*What you need to do:*
1: In the article on diffuse white matter abnormalities in preterm infants, how many very preterm infants were in the cohort study?
2: Reproduce the passage of the article on diffuse white matter abnormalities in preterm infants starting at "Upon structural MRI, ten" and ending at "and 96.4±15.4, respectively.".

*Selected excerpt:*
Diffuse white matter abnormalities predict cognitive, language weaknesses in preemies
Objectively diagnosed diffuse white matter abnormalities (DWMAs) are correlated with poorer cognitive and language outcomes in very preterm infants, a recent study has shown.
Researchers conducted a prospective, multicentre, population-based cohort study on 74 very preterm infants who were free of severe brain injury. Structural magnetic resonance imaging (MRI) was used to objectively measure DWMA volume. Cognition and language skills at 2 years of age was evaluated using the Bayley Scales of Infant and Toddler Development, Third Edition (Bayley-III).
Upon structural MRI, ten (13.5 percent) had grade 3 DWMA and 21 (28.4 percent) had grade 2 lesions. Majority (71.6 percent) had no signs of brain injury, while 21.6 percent and 6.8 percent had mild and moderate injuries, respectively. At an average of 24.2±1.5 months of corrected age, the mean Bayley-III cognitive and language scores were 99.1±13.8 and 96.4±15.4, respectively.
In multivariable analysis controlled for other known predictors of Bayley-III scores, the normalized volume of DWMA emerged as a significant predictor of cognitive (coefficient, –15.21, 95 percent confidence interval [CI], –22.16 to –8.26; p<0.001) and language (coefficient, –8.04, 95 percent CI, –15.88 to –0.21; p=0.044) scores.
In absolute terms, a 10-percent jump in DWMA volume correlated with significant 15-point and 8-point drops in cognitive and language scores, respectively.
Notably, visual and qualitative diagnoses of DWMA showed no significant interaction with Bayley-III cognitive (p=0.73) and language (p=0.79) scores.

*Extracted records:*
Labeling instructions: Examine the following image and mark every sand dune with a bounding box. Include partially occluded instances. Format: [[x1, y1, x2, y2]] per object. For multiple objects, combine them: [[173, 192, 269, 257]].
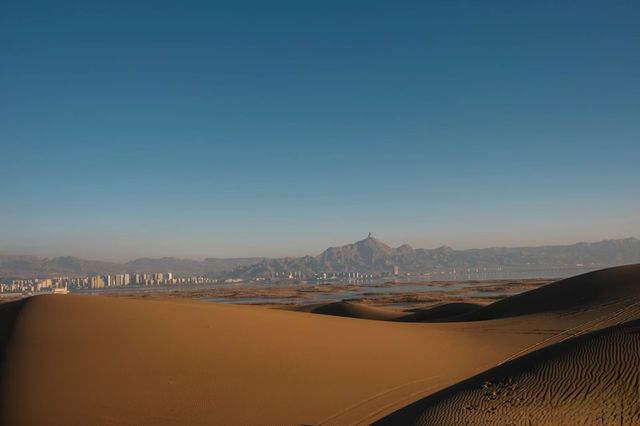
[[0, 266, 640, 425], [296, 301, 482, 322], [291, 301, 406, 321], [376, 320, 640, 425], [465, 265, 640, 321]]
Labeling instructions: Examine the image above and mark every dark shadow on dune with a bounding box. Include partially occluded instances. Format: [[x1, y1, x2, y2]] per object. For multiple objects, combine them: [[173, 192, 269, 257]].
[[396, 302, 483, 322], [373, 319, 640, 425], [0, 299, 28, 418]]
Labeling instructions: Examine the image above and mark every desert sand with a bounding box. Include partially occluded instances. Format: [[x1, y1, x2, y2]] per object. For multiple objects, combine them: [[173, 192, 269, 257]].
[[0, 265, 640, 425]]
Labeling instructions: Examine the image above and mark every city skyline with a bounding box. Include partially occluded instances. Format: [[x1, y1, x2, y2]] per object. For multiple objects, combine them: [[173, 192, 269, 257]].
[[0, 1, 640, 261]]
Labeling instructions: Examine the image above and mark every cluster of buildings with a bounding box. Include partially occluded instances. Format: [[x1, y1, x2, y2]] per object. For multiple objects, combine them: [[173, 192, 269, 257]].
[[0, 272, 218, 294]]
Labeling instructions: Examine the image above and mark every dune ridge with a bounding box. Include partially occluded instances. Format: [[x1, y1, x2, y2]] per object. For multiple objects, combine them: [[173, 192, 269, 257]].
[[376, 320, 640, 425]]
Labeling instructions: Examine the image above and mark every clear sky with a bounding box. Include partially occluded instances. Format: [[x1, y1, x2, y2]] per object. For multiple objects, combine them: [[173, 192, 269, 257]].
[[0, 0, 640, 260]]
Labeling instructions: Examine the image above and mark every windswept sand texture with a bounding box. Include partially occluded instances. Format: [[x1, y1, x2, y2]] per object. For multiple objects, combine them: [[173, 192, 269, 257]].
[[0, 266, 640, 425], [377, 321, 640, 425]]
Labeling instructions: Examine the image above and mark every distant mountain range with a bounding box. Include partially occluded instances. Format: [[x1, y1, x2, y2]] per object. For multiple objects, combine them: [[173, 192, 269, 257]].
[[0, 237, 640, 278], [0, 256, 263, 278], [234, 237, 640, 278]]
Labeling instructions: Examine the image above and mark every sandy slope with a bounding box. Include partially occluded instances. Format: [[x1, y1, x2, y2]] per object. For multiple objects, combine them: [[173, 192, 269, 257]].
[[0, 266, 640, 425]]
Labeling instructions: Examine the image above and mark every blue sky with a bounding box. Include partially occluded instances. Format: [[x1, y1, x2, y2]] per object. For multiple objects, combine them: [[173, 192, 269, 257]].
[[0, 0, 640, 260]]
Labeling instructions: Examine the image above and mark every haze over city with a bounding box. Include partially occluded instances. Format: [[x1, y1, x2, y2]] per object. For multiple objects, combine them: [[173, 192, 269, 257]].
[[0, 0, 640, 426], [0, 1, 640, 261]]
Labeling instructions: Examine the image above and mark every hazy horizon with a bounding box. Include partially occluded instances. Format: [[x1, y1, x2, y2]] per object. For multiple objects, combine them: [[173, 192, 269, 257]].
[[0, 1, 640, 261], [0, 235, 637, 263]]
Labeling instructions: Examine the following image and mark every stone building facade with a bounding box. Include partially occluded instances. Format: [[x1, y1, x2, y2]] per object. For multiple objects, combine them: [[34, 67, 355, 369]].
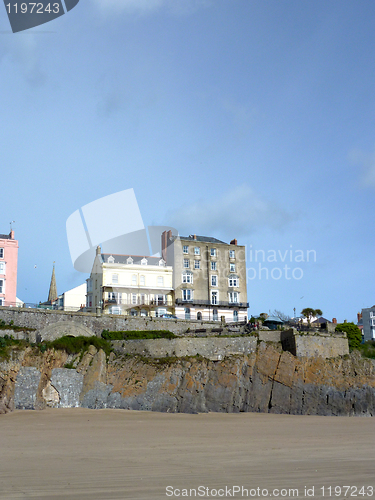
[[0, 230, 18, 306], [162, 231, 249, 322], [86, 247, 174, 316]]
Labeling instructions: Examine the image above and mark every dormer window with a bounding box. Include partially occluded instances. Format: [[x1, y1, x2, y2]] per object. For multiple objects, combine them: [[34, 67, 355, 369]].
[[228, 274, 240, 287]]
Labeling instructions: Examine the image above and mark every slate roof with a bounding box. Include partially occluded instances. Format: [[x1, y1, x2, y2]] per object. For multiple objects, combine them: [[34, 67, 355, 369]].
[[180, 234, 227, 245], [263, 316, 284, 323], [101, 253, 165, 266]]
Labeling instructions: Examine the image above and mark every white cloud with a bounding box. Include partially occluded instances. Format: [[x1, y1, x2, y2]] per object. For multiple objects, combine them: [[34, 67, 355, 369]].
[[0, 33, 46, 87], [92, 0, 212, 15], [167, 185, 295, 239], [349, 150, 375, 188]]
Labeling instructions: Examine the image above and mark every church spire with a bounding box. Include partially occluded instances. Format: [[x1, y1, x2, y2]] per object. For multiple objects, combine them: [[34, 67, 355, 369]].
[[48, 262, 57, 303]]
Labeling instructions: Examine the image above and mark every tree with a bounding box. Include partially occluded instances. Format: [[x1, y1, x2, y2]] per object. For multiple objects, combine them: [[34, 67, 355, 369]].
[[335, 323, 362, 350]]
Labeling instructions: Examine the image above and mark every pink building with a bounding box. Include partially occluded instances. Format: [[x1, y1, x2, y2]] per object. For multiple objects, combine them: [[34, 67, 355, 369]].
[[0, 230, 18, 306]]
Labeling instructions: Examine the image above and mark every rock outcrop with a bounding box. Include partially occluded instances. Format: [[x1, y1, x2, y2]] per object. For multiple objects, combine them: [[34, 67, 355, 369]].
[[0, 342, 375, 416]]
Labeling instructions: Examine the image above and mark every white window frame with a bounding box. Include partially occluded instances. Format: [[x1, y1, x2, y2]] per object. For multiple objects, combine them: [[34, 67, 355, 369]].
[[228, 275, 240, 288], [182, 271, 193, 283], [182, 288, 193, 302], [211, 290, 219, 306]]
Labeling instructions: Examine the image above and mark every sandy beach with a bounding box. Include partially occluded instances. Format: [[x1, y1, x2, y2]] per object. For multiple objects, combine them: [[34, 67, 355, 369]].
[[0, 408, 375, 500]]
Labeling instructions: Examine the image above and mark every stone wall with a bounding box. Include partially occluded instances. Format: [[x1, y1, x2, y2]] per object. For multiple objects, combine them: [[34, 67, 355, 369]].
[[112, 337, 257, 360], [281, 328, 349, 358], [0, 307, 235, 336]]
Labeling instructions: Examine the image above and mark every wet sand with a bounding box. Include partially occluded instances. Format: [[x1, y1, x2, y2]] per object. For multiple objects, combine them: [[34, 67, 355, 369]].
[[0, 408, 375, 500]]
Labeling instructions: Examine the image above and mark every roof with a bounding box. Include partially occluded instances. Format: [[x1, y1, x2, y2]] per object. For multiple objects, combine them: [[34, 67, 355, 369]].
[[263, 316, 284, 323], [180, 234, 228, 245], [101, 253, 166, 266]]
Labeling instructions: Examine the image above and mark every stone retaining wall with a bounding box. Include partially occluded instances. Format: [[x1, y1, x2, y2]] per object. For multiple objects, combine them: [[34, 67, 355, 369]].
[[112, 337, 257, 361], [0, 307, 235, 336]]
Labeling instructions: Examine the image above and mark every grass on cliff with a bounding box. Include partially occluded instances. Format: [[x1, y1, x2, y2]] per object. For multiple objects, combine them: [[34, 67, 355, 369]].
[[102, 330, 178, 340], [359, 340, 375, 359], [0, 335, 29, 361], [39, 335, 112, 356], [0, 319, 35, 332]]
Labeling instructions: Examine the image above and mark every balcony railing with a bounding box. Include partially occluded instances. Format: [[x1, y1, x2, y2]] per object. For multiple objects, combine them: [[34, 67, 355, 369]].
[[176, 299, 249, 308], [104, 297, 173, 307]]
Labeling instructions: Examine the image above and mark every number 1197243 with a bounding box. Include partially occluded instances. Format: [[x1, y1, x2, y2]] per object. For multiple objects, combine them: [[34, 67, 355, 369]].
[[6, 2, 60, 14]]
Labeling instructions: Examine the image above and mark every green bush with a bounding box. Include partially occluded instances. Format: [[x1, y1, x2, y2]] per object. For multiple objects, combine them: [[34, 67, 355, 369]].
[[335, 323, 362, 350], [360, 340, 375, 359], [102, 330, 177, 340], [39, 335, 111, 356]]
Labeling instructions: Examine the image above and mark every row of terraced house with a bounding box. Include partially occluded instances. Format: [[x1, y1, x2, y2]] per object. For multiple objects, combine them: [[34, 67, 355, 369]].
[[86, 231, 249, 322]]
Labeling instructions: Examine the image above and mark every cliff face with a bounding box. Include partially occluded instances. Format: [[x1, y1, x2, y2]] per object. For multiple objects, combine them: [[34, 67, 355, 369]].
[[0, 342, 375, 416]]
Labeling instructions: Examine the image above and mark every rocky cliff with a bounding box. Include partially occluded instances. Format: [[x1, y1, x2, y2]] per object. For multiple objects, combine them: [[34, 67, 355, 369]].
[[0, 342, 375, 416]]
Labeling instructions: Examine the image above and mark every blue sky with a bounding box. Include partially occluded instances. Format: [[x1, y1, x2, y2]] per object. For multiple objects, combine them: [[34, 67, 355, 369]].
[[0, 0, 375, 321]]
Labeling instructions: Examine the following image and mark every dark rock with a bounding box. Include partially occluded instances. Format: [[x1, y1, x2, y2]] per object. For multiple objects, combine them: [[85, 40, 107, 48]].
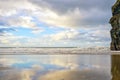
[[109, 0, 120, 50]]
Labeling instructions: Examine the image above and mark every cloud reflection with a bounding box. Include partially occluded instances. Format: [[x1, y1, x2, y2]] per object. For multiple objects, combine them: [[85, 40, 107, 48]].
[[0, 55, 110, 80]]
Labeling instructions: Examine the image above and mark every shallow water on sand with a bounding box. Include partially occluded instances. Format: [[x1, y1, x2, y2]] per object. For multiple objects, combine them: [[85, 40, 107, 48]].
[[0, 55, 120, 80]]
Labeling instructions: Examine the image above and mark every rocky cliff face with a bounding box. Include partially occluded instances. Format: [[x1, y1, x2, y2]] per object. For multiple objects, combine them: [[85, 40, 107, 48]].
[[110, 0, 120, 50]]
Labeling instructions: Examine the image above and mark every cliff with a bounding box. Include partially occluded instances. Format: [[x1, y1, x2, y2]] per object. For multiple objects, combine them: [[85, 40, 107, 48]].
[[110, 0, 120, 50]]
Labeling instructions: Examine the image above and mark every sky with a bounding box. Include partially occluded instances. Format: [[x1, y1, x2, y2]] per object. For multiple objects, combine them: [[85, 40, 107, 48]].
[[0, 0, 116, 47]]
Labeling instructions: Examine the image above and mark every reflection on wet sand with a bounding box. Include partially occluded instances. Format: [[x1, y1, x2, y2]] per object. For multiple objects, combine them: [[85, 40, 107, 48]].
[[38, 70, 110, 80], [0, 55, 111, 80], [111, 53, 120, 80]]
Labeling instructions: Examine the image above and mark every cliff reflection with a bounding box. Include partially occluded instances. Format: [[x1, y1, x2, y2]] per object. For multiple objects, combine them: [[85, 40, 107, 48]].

*Your written answers:*
1: 74 very preterm infants

2:
Upon structural MRI, ten (13.5 percent) had grade 3 DWMA and 21 (28.4 percent) had grade 2 lesions. Majority (71.6 percent) had no signs of brain injury, while 21.6 percent and 6.8 percent had mild and moderate injuries, respectively. At an average of 24.2±1.5 months of corrected age, the mean Bayley-III cognitive and language scores were 99.1±13.8 and 96.4±15.4, respectively.